OPDRACHTEN –
**1)** Hoeveel mensen keken volgens de tekst over kijkcijfers nog naar Radar nadat het programma naar NPO 2 was verplaatst?
**2)** Schrijf de tekst over kijkcijfers verder, aansluitend op de laatste zin.

DOCUMENTTEKST –
_ _ _
Kijk- en Luisteronderzoek

Kijk- en luistercijfers zijn toe aan een opfrisser - en die krijgen ze ook

null Beeld Mart Veldhuis
Beeld Mart Veldhuis

Het oude kijk- en luisteronderzoek was dringend toe aan vernieuwing. In het nieuwe Nationaal Media Onderzoek worden metingen en panelonderzoek gecombineerd. ‘Voor sommige kleine zenders is dat best hard.’

Nienke Schipper

Na de verplaatsing naar NPO 2 halveerden de kijkcijfers van Radar. Plotseling keken er niet meer 1,6 miljoen, maar nog ongeveer 800.000 mensen naar het consumentenprogramma. Hetzelfde overkwam Opsporing Verzocht. Beide programma’s deden een dringende oproep aan de NPO om ze weer terug te zetten op hun vertrouwde plek. Maar als een programma zo populair is, waarom verhuizen de kijkers dan niet mee? Kloppen die cijfers eigenlijk wel?
_ _ _
[Rijen uit een gegevensbron]
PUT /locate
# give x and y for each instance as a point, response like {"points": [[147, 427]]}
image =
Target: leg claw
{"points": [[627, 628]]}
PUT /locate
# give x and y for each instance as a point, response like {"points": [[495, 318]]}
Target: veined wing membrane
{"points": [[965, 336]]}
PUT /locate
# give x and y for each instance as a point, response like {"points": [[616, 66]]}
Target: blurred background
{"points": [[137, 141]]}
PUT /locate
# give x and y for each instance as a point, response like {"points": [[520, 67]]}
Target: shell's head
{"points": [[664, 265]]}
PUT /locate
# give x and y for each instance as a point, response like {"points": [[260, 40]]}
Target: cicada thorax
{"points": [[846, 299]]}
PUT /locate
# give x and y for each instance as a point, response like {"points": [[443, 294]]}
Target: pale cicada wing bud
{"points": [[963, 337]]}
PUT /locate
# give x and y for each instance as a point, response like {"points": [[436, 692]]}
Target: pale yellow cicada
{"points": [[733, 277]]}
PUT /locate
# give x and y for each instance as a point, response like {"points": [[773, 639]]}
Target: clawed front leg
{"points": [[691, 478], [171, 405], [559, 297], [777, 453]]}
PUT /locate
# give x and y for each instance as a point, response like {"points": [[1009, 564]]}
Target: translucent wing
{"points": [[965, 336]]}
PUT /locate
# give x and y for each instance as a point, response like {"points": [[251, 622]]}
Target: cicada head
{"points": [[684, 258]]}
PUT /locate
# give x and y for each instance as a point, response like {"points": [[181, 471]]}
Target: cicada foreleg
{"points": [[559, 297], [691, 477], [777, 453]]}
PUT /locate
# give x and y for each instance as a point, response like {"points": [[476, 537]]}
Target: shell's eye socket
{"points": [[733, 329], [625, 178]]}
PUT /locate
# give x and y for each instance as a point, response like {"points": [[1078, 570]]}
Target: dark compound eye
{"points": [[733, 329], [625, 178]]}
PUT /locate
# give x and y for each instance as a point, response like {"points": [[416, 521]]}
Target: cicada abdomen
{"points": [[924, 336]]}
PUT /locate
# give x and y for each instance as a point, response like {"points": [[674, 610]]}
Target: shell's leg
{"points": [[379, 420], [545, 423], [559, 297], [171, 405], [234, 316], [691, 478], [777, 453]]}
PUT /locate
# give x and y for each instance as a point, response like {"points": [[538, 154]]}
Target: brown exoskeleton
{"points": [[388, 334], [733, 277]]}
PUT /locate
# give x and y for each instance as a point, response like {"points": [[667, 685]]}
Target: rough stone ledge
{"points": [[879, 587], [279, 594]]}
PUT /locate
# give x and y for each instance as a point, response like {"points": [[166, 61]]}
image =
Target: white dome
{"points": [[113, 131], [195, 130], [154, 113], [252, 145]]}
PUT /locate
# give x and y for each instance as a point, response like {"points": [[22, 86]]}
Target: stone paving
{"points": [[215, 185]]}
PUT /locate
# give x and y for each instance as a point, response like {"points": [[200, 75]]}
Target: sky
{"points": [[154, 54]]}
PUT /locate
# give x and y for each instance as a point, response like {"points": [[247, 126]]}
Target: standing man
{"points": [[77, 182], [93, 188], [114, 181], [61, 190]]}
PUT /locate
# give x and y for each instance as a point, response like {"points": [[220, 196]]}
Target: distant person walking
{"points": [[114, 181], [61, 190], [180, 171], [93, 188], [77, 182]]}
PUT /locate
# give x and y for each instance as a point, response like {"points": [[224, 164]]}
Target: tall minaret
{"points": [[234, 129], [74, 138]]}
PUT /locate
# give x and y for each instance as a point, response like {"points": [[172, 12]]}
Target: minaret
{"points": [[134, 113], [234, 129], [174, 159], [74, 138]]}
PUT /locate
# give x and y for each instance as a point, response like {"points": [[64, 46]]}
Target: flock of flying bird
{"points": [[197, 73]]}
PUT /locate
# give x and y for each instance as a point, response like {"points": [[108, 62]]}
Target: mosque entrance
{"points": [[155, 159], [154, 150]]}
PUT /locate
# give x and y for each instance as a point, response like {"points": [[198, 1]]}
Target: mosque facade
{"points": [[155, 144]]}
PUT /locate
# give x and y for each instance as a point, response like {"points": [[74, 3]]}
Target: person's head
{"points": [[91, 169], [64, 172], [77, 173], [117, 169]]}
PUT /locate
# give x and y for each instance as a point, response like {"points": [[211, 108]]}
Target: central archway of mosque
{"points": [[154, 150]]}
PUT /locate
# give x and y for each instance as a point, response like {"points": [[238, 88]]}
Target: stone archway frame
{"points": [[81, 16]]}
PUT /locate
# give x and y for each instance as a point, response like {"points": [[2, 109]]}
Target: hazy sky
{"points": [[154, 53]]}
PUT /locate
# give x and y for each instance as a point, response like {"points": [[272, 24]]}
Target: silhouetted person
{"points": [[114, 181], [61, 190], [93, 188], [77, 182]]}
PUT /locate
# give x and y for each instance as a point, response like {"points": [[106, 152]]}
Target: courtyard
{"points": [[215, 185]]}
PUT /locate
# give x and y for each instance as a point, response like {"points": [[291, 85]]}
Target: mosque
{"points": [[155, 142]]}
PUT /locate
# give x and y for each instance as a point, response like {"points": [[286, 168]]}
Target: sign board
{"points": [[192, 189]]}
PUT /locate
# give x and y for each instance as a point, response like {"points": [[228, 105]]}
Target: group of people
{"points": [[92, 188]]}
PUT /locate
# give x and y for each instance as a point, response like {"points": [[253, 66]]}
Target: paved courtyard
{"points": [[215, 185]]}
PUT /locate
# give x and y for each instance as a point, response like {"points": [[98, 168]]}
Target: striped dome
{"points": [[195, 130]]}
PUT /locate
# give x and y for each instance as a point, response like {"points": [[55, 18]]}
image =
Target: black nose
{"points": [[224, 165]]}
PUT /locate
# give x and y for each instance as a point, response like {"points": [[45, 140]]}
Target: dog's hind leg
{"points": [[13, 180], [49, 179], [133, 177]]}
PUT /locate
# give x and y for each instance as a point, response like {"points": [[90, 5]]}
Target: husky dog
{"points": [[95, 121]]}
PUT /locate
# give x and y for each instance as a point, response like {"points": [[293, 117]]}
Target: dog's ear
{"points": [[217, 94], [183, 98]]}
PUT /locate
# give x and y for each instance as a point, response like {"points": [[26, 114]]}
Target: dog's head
_ _ _
ANTWOORDEN PER OPDRACHT –
**1)** Ongeveer 800.000 mensen.

**2)**
“Ja, er zitten knoppen op de afstandsbediening van de tv en het is echt niet zo dat kijkers die niet kunnen vinden”, zegt Patricia Sonius. Volgens de directeur onderzoek van het Nationaal Media Onderzoek is het Achtuurjournaal nog steeds voor veel mensen een reden om de televisie aan te zetten. “Kijkers blijven vaak hangen en programma’s die na het Achtuurjournaal op NPO1 staan geprogrammeerd profiteren hiervan.”

Kijkcijfers zijn voor televisiemakers van groot belang. Als er veel mensen kijken, word je in Hilversum op het schild gehesen, vallen de cijfers tegen dan kan je programma - zeker bij de commerciële zenders - van de ene op de andere dag van de buis worden gehaald.

Al sinds 1965 komen die cijfers tot stand op basis van een panelmeting in 1250 huishoudens in Nederland met het beruchte kijkcijferkastje. De representatieve steekproef wordt gedaan door de onafhankelijke Stichting Kijkonderzoek en vertelt vooral wie er wanneer en hoelang naar welk programma heeft gekeken. En dat is weer essentiële informatie voor adverteerders. Maar is die meting nog wel van deze tijd, nu steeds meer mensen zitten te YouTuben en vooral steeds minder jonge mensen nog een lineair televisie-abonnement hebben via Ziggo of KPN?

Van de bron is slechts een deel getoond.